▶ Passage to read
- The Washington Times - Sunday, August 20, 2006

TEHRAN — Iran said yesterday that it will offer a “multifaceted response” tomorrow to a Western package of incentives aimed at persuading Tehran to rein in its nuclear program but insisted it won’t suspend uranium enrichment altogether.

At a press conference after Iran’s military test-fired 10 short-range missiles, Foreign Ministry spokesman Hamid Reza Asefi said a nuclear compromise would have to be reached during future negotiations.

“Everything has to come out of negotiations,” Mr. Asefi said. “Suspension is not on our agenda.”

The U.N. Security Council passed a resolution last month calling for Iran to suspend uranium enrichment by Aug. 31 or face the threat of economic and diplomatic sanctions.

“We have made clear that if Iran fails to comply with the Security Council’s mandate, we will move quickly at the United Nations to impose sanctions,” White House spokeswoman Emily Lawrimore said yesterday.

Iran, which says its atomic program is designed only to generate electricity, has rejected the resolution as “illegal.” Tehran says it has not violated any of its obligations under the nuclear Non-Proliferation Treaty.

Uranium enrichment produces reactor fuel, but it also can make material for nuclear warheads, and the United States and other countries suspect that Iran is trying to develop atomic weapons.

Mr. Asefi said the world could not afford to join the United States in imposing sanctions.

“Iran’s influence in the region is clear. A country like Iran has extensive political, economic and cultural capabilities. Will other countries ignore Iran’s capabilities in their political and economic cooperation?” he said.

The incentives package aimed at persuading Iran to suspend uranium enrichment includes promises that the United States and Europe will provide civilian nuclear technology and that Washington will join direct talks with Iran.

Iran has said the package is an “acceptable basis” for a compromise. Mr. Asefi said that part of the package was “convincing,” but that there were ambiguities that needed to be clarified in talks.

Earlier, Iran’s state-run television reported the test-firing of 10 surface-to-surface Saegheh missiles yesterday, a day after large-scale military exercises began across the country.

The Saegheh has a range of 50 to 150 miles, state TV said. It did not say whether the missile is capable of carrying a nuclear warhead, but it isn’t thought to be.

The White House condemned Iran’s “show of military force” and said it “serves to remind us of the dangers of its nuclear ambitions.”

▶ Exercise goal
In the article about Iran's nuclear program, copy the words from "Uranium enrichment produces" up to and including "talks with Iran." without any changes.

▶ Given records
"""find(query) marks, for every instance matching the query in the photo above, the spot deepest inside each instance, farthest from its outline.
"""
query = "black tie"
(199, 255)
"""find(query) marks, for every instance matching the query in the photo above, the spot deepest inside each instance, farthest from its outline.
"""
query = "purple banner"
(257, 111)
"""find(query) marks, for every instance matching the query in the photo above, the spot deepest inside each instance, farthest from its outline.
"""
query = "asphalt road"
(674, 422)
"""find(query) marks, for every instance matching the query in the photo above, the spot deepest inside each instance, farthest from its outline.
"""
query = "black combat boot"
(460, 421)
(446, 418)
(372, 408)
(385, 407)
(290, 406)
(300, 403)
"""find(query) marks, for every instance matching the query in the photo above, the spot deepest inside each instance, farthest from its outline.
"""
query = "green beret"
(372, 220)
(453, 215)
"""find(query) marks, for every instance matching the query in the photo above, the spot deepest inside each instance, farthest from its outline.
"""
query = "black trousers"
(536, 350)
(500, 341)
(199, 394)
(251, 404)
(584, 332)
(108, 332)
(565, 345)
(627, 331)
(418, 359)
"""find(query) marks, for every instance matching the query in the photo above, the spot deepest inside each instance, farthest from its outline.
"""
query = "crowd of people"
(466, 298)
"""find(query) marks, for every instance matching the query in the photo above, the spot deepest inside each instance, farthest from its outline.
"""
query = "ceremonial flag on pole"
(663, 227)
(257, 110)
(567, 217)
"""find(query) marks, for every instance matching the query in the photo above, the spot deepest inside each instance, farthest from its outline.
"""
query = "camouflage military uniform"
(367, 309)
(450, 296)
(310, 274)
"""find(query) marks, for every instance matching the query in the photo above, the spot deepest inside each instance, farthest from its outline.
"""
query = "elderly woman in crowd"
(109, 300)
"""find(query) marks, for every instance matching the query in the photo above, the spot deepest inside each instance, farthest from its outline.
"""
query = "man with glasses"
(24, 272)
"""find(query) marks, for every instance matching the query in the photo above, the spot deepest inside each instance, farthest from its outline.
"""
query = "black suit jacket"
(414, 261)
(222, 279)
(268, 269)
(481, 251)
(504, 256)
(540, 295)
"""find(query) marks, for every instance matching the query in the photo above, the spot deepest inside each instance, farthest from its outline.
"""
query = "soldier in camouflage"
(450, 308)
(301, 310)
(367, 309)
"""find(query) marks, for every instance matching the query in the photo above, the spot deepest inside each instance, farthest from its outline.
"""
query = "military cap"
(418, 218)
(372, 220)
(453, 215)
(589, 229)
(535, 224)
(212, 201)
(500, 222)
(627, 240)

▶ Output of the task
Uranium enrichment produces reactor fuel, but it also can make material for nuclear warheads, and the United States and other countries suspect that Iran is trying to develop atomic weapons.

Mr. Asefi said the world could not afford to join the United States in imposing sanctions.

“Iran’s influence in the region is clear. A country like Iran has extensive political, economic and cultural capabilities. Will other countries ignore Iran’s capabilities in their political and economic cooperation?” he said.

The incentives package aimed at persuading Iran to suspend uranium enrichment includes promises that the United States and Europe will provide civilian nuclear technology and that Washington will join direct talks with Iran.